THE DATA:
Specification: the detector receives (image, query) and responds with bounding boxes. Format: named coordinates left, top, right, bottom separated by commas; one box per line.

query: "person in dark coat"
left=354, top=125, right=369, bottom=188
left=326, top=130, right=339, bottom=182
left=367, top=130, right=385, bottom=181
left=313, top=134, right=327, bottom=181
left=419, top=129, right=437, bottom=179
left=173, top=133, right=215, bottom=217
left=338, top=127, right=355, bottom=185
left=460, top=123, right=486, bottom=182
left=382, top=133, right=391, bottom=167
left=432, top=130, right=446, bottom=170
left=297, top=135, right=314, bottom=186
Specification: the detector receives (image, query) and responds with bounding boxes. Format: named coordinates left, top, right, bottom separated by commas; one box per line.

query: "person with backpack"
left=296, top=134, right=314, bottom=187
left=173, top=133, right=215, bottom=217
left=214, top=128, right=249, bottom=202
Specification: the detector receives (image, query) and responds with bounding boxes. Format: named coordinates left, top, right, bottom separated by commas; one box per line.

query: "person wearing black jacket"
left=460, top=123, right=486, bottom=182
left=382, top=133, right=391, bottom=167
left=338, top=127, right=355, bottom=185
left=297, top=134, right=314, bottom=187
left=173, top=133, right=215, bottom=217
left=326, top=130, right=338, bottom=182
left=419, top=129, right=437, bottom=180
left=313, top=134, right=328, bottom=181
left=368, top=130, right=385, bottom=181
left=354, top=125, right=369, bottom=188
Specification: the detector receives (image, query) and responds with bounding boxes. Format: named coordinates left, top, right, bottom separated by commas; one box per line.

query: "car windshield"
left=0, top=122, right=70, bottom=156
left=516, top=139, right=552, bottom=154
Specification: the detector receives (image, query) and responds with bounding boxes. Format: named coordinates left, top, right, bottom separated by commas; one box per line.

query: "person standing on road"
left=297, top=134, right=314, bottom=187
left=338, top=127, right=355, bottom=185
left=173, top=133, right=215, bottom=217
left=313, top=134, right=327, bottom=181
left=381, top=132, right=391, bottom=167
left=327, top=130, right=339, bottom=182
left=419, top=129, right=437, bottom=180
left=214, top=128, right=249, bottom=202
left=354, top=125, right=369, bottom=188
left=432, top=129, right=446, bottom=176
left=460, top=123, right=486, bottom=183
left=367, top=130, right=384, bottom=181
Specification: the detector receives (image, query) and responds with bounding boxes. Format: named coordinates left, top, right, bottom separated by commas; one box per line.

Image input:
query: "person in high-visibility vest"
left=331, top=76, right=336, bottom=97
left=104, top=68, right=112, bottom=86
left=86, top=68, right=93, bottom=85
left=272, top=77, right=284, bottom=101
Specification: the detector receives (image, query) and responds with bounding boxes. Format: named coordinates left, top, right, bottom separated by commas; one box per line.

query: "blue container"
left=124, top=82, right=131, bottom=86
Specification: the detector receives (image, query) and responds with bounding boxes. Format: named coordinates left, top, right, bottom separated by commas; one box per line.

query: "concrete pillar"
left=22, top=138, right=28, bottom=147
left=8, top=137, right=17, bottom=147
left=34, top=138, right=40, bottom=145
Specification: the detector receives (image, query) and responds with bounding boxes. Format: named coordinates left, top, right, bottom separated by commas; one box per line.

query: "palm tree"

ABOUT THIS TASK: Please write the listing out again, matching each line exactly.

TASK OUTPUT:
Specification: the detector receives (image, query) and responds with bounding boxes. Format: named coordinates left, top, right, bottom separated by commas; one box per line.

query: "person in dark coat"
left=354, top=125, right=369, bottom=188
left=326, top=130, right=339, bottom=182
left=367, top=130, right=385, bottom=181
left=313, top=134, right=327, bottom=181
left=419, top=129, right=437, bottom=179
left=173, top=133, right=215, bottom=217
left=338, top=127, right=355, bottom=185
left=460, top=123, right=486, bottom=182
left=382, top=133, right=391, bottom=167
left=432, top=130, right=446, bottom=170
left=297, top=135, right=314, bottom=186
Specification: the detector receives (image, query) and responds with bounding boxes. Format: named coordinates left, top, right, bottom separated by commas; one box per line.

query: "person with backpack"
left=296, top=134, right=314, bottom=187
left=173, top=133, right=215, bottom=217
left=214, top=128, right=249, bottom=202
Specification: the detector receives (image, query) and responds with bounding boxes. Format: named coordinates left, top, right, bottom separated by commas; one box per line.

query: "person wearing black jacket"
left=460, top=123, right=486, bottom=182
left=382, top=133, right=391, bottom=167
left=338, top=127, right=355, bottom=185
left=297, top=134, right=314, bottom=187
left=173, top=133, right=215, bottom=217
left=326, top=130, right=338, bottom=182
left=419, top=129, right=437, bottom=180
left=313, top=134, right=328, bottom=181
left=368, top=130, right=385, bottom=181
left=354, top=125, right=369, bottom=188
Specification: the detector receives (image, query) and responds with bounding boxes. Format: named coordinates left, top, right, bottom separated by commas; one box per line.

query: "car windshield"
left=0, top=122, right=70, bottom=156
left=516, top=139, right=552, bottom=154
Specification: the detector receives (image, query) and responds with bounding boxes. Format: named coordinates left, top, right, bottom separated by commas; one box per line.

query: "person standing on road"
left=297, top=134, right=314, bottom=187
left=338, top=127, right=355, bottom=185
left=173, top=133, right=215, bottom=217
left=313, top=134, right=327, bottom=181
left=381, top=132, right=391, bottom=167
left=327, top=130, right=339, bottom=182
left=419, top=129, right=437, bottom=180
left=214, top=128, right=249, bottom=202
left=354, top=125, right=369, bottom=188
left=432, top=129, right=446, bottom=176
left=460, top=123, right=486, bottom=183
left=367, top=130, right=384, bottom=181
Specification: the detector receives (image, query) and responds with bounding boxes. Format: named coordinates left, top, right, bottom separated by commas; one box per line.

Image input:
query: "person in high-visibility vest"
left=331, top=76, right=336, bottom=97
left=104, top=68, right=112, bottom=86
left=86, top=68, right=93, bottom=85
left=272, top=77, right=284, bottom=101
Specification: the detector receives (image, query) and responds with bounding boxes. Format: named coordinates left, top, right, bottom separated by commas; one box per line.

query: "blue container"
left=124, top=82, right=131, bottom=86
Specification: the detector receives (image, query) and responds with bounding boxes. Format: named coordinates left, top, right, bottom separated by commas; one box per line.

query: "concrete pillar"
left=22, top=138, right=28, bottom=147
left=8, top=137, right=17, bottom=147
left=34, top=138, right=40, bottom=145
Specification: the detector receives (image, query) and responds with bounding boxes. Format: named coordinates left, top, right, bottom separated by commas; one box per line.

query: "palm tree"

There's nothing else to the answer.